WHAT IS REQUIRED: Please state the number of lines in the records below that contain the string "plant", and nothing further.

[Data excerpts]
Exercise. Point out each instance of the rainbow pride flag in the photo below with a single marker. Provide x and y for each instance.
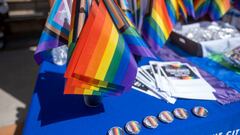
(56, 31)
(182, 9)
(102, 62)
(173, 10)
(157, 24)
(218, 8)
(134, 41)
(201, 7)
(79, 14)
(127, 8)
(236, 4)
(189, 4)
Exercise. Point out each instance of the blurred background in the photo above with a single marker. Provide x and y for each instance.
(21, 24)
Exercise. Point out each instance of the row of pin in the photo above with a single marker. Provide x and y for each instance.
(134, 127)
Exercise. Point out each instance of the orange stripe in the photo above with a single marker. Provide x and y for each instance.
(159, 6)
(81, 42)
(90, 45)
(100, 48)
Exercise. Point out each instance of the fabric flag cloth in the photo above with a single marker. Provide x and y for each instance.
(201, 8)
(128, 9)
(218, 8)
(133, 39)
(79, 15)
(236, 4)
(56, 31)
(102, 62)
(157, 24)
(189, 4)
(183, 10)
(173, 10)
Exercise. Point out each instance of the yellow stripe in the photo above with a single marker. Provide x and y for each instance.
(108, 54)
(160, 22)
(221, 5)
(175, 6)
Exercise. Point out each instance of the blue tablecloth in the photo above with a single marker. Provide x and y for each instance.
(52, 113)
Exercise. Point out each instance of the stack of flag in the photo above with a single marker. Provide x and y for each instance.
(105, 36)
(218, 8)
(56, 31)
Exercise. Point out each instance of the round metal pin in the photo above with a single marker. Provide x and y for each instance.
(166, 116)
(150, 122)
(200, 111)
(116, 131)
(180, 113)
(133, 127)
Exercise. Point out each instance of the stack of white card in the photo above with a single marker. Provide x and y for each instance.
(171, 80)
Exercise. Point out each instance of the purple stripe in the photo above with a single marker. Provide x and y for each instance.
(141, 51)
(154, 46)
(43, 46)
(223, 93)
(130, 74)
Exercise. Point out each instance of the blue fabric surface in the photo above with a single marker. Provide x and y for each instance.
(52, 113)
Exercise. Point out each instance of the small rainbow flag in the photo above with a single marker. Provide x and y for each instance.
(127, 8)
(157, 24)
(183, 9)
(102, 62)
(236, 4)
(201, 7)
(218, 8)
(56, 31)
(134, 41)
(79, 14)
(173, 10)
(190, 7)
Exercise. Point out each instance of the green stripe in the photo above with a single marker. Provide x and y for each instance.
(156, 27)
(70, 50)
(114, 66)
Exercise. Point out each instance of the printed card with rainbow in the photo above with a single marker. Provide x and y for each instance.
(179, 71)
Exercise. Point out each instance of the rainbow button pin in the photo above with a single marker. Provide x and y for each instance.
(200, 111)
(116, 131)
(166, 116)
(180, 113)
(150, 122)
(133, 127)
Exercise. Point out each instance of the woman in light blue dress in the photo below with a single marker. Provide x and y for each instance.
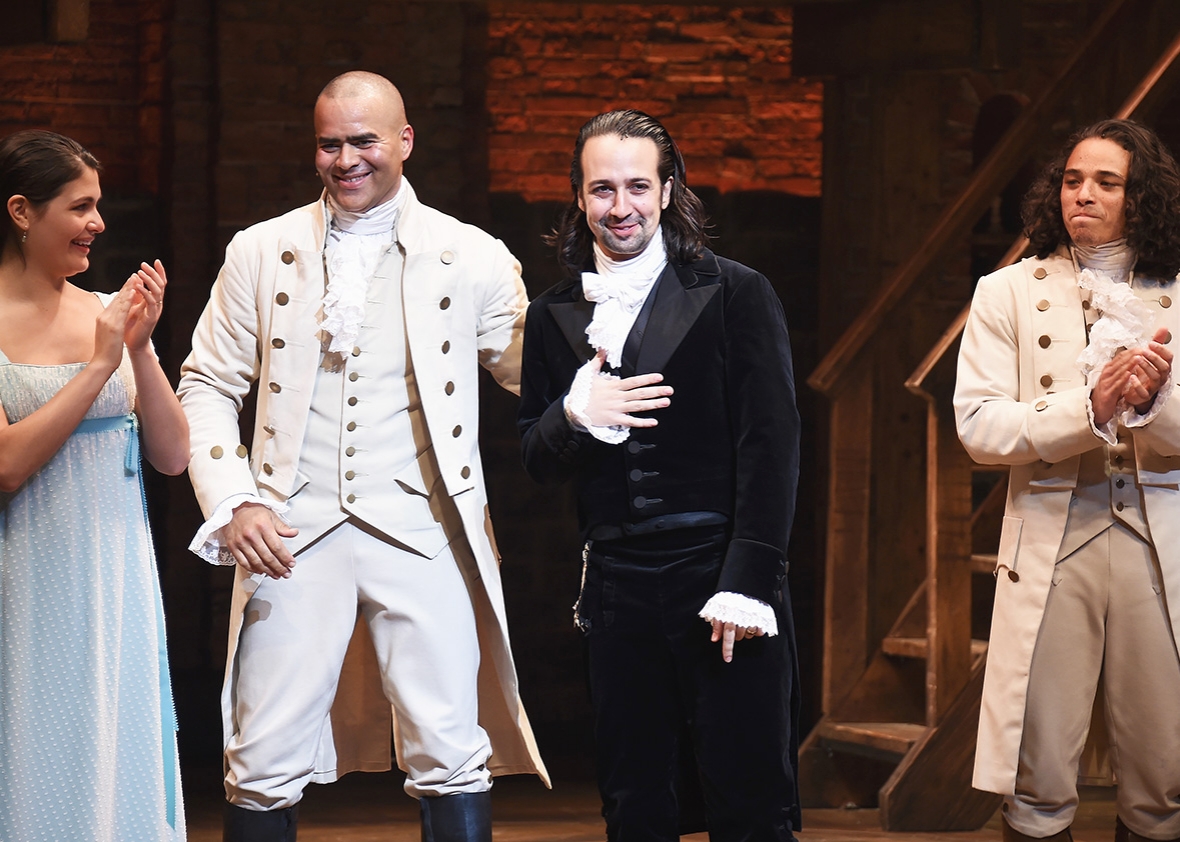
(87, 728)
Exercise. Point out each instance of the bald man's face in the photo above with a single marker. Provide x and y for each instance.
(361, 143)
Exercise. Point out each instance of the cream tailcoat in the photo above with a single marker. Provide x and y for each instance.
(465, 304)
(1005, 415)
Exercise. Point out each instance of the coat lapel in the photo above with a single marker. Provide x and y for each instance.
(574, 317)
(682, 294)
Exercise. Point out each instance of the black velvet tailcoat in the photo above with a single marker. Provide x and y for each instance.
(729, 440)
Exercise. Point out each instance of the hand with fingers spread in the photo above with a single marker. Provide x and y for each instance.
(729, 633)
(254, 538)
(614, 401)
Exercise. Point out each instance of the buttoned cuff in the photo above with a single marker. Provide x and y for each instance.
(207, 543)
(753, 568)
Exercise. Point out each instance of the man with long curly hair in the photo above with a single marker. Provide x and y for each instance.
(1066, 375)
(657, 377)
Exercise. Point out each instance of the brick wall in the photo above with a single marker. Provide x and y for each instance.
(719, 78)
(106, 92)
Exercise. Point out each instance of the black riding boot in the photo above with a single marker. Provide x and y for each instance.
(463, 817)
(259, 826)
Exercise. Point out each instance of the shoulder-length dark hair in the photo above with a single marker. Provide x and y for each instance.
(38, 165)
(682, 221)
(1152, 199)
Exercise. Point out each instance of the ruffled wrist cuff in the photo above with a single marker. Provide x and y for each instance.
(747, 612)
(576, 402)
(207, 543)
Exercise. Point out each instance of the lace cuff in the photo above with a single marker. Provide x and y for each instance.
(1131, 416)
(576, 408)
(207, 543)
(740, 610)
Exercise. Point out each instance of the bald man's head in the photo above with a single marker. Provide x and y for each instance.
(362, 139)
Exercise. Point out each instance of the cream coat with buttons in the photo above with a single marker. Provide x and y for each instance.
(465, 306)
(1027, 322)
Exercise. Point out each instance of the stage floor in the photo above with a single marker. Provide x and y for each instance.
(373, 808)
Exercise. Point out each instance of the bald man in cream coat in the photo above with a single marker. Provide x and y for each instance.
(358, 517)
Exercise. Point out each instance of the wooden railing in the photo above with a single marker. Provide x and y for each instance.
(996, 170)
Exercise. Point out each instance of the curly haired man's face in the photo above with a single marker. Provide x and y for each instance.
(1093, 191)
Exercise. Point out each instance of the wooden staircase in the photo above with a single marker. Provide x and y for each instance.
(900, 712)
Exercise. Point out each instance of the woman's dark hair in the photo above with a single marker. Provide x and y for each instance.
(1152, 198)
(38, 164)
(682, 221)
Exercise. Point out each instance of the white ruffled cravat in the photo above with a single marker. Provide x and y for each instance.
(355, 244)
(1125, 321)
(618, 290)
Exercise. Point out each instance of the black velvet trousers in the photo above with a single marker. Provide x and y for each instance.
(662, 695)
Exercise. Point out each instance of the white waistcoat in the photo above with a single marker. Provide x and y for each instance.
(366, 449)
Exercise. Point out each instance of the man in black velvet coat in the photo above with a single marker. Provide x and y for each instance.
(657, 376)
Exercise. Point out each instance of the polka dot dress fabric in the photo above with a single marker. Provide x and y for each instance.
(87, 728)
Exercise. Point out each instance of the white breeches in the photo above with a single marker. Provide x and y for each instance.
(1106, 614)
(293, 642)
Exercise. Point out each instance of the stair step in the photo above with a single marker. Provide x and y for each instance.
(918, 646)
(983, 563)
(892, 738)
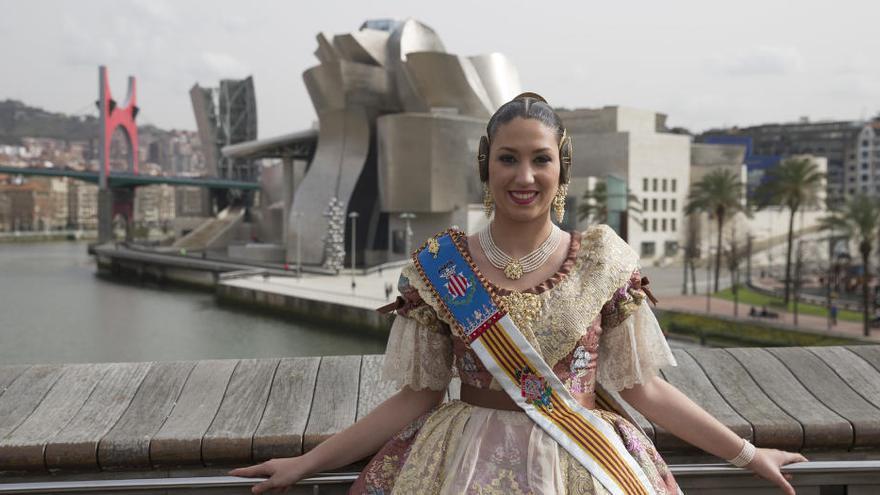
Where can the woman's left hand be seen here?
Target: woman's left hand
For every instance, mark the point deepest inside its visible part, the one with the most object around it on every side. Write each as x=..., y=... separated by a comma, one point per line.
x=767, y=464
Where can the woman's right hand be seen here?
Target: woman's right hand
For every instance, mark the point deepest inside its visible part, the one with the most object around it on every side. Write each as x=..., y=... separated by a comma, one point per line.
x=281, y=473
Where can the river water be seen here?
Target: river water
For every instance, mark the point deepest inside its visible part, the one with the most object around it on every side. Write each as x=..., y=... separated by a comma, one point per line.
x=54, y=309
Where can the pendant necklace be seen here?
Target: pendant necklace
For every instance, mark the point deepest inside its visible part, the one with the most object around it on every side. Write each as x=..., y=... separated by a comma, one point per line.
x=514, y=268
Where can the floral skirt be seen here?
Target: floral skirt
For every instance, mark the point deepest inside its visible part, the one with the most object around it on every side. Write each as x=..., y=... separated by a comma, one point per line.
x=459, y=448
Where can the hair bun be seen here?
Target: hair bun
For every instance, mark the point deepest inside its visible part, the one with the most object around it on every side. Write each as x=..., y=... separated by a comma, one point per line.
x=529, y=94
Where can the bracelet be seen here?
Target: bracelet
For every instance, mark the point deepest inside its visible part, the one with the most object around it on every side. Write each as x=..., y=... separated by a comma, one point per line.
x=745, y=455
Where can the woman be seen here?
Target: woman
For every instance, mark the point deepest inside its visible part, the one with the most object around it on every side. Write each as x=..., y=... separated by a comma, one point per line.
x=572, y=300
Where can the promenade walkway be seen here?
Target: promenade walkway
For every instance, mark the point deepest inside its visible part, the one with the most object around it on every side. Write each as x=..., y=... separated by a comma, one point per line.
x=137, y=420
x=723, y=307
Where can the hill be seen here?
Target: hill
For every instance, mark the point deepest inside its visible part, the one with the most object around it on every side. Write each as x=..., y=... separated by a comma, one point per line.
x=18, y=120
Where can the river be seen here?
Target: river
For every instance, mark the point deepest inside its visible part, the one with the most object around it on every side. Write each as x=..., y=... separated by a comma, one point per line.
x=54, y=309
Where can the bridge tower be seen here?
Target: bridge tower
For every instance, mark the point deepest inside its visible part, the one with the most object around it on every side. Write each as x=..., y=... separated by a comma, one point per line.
x=111, y=116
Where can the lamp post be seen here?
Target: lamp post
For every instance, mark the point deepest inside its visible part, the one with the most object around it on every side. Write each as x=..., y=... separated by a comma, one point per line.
x=296, y=216
x=406, y=217
x=709, y=264
x=353, y=216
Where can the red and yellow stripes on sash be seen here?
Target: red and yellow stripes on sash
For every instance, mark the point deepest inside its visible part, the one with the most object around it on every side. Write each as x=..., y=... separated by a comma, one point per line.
x=508, y=356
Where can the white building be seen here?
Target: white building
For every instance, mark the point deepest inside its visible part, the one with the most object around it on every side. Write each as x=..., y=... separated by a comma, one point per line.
x=632, y=144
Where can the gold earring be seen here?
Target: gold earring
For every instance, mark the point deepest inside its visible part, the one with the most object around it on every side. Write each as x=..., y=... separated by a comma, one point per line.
x=559, y=202
x=488, y=201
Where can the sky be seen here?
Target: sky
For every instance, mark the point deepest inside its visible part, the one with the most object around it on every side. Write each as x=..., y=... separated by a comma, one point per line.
x=703, y=63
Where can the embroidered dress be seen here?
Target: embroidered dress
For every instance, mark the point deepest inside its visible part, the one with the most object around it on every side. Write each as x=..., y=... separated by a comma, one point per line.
x=587, y=331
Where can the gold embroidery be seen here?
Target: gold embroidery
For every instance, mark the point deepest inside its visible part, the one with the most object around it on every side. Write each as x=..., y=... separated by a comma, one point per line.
x=523, y=308
x=504, y=484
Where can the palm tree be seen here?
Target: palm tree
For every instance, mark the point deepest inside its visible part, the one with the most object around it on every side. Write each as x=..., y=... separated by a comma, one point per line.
x=859, y=218
x=794, y=183
x=594, y=208
x=720, y=194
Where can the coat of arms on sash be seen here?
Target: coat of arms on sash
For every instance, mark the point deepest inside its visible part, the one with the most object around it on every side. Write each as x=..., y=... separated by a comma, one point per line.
x=459, y=287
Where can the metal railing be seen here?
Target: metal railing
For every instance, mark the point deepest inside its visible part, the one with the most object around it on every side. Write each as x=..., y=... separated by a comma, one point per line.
x=843, y=469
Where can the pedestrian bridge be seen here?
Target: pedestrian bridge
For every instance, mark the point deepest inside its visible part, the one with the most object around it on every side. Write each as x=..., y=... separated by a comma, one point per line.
x=128, y=179
x=176, y=427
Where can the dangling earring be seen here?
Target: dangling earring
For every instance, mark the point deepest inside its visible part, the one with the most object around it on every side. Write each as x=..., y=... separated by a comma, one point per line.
x=488, y=201
x=559, y=202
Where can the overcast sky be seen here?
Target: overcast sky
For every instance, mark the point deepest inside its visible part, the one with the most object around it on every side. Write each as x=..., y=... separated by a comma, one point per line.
x=704, y=63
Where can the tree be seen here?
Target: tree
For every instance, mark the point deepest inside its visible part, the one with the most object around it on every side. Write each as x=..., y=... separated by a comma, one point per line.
x=691, y=252
x=594, y=207
x=859, y=219
x=720, y=195
x=794, y=183
x=734, y=258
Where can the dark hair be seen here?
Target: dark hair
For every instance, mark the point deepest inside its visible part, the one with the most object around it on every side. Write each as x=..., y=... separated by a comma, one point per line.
x=526, y=106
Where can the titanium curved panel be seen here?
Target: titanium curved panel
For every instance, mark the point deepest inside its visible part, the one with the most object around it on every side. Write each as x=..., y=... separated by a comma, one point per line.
x=324, y=84
x=368, y=46
x=410, y=36
x=342, y=151
x=499, y=76
x=365, y=85
x=325, y=52
x=427, y=162
x=445, y=80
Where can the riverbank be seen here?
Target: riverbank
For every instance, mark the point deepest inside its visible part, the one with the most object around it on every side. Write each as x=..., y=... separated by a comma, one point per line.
x=48, y=236
x=54, y=309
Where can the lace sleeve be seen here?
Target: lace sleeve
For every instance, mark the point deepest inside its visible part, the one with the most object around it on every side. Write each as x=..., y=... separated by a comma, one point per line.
x=632, y=348
x=419, y=351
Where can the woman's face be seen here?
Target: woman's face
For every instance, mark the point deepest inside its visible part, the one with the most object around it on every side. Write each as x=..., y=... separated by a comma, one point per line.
x=523, y=169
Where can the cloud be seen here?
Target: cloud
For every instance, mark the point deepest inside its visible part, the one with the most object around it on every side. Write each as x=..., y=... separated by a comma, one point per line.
x=759, y=61
x=223, y=65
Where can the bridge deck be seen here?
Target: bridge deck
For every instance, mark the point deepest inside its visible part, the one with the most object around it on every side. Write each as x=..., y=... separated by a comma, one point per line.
x=88, y=417
x=127, y=179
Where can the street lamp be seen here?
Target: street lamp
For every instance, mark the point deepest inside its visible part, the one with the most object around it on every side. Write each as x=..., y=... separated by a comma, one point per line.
x=296, y=217
x=406, y=217
x=353, y=216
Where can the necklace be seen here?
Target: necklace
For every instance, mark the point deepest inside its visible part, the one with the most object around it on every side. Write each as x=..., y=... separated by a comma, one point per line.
x=515, y=268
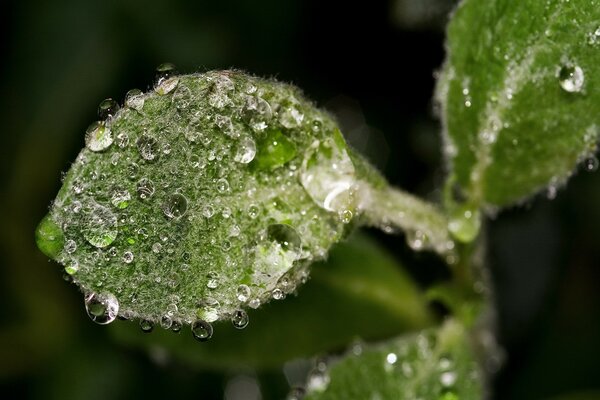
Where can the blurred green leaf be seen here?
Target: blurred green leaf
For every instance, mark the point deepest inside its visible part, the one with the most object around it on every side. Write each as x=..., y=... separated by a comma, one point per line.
x=360, y=292
x=434, y=364
x=519, y=95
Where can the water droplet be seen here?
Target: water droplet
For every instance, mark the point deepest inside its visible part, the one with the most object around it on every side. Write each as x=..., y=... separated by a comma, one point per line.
x=202, y=330
x=464, y=224
x=148, y=147
x=291, y=118
x=134, y=99
x=246, y=150
x=240, y=319
x=175, y=206
x=107, y=108
x=100, y=226
x=328, y=175
x=120, y=199
x=243, y=293
x=98, y=136
x=145, y=188
x=571, y=78
x=274, y=150
x=146, y=325
x=72, y=268
x=70, y=246
x=102, y=308
x=128, y=257
x=222, y=185
x=591, y=164
x=166, y=322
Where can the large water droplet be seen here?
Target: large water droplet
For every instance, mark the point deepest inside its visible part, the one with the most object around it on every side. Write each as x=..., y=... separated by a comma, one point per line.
x=274, y=150
x=100, y=226
x=107, y=108
x=98, y=136
x=571, y=78
x=148, y=147
x=245, y=151
x=175, y=206
x=102, y=308
x=240, y=319
x=202, y=330
x=328, y=175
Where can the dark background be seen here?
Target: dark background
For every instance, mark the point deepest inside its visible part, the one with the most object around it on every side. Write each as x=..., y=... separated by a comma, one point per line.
x=372, y=65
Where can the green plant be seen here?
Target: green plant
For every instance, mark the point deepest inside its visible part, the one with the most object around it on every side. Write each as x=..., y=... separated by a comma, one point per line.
x=216, y=192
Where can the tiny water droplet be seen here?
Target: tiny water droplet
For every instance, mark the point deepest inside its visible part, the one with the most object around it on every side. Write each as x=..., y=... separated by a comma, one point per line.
x=175, y=206
x=107, y=108
x=202, y=330
x=148, y=147
x=98, y=136
x=102, y=308
x=240, y=319
x=146, y=325
x=145, y=188
x=134, y=99
x=128, y=257
x=243, y=293
x=120, y=199
x=571, y=78
x=246, y=150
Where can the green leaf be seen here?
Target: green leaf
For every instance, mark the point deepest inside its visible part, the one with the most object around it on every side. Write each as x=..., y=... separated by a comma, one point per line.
x=434, y=364
x=359, y=292
x=211, y=193
x=519, y=96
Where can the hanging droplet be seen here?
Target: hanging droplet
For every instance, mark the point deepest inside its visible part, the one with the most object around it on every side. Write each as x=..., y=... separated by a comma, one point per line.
x=243, y=293
x=135, y=99
x=100, y=226
x=145, y=188
x=571, y=78
x=246, y=150
x=464, y=224
x=328, y=175
x=202, y=330
x=107, y=108
x=102, y=308
x=146, y=325
x=128, y=257
x=120, y=199
x=175, y=206
x=240, y=319
x=98, y=136
x=148, y=147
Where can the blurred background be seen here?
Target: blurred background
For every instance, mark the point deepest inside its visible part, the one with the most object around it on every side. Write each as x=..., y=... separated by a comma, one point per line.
x=372, y=65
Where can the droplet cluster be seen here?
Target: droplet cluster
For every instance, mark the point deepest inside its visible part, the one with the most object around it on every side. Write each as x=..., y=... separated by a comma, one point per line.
x=209, y=194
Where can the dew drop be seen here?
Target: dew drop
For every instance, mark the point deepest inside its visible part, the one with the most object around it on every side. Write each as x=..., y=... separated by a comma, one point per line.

COMPLETED TASK: 2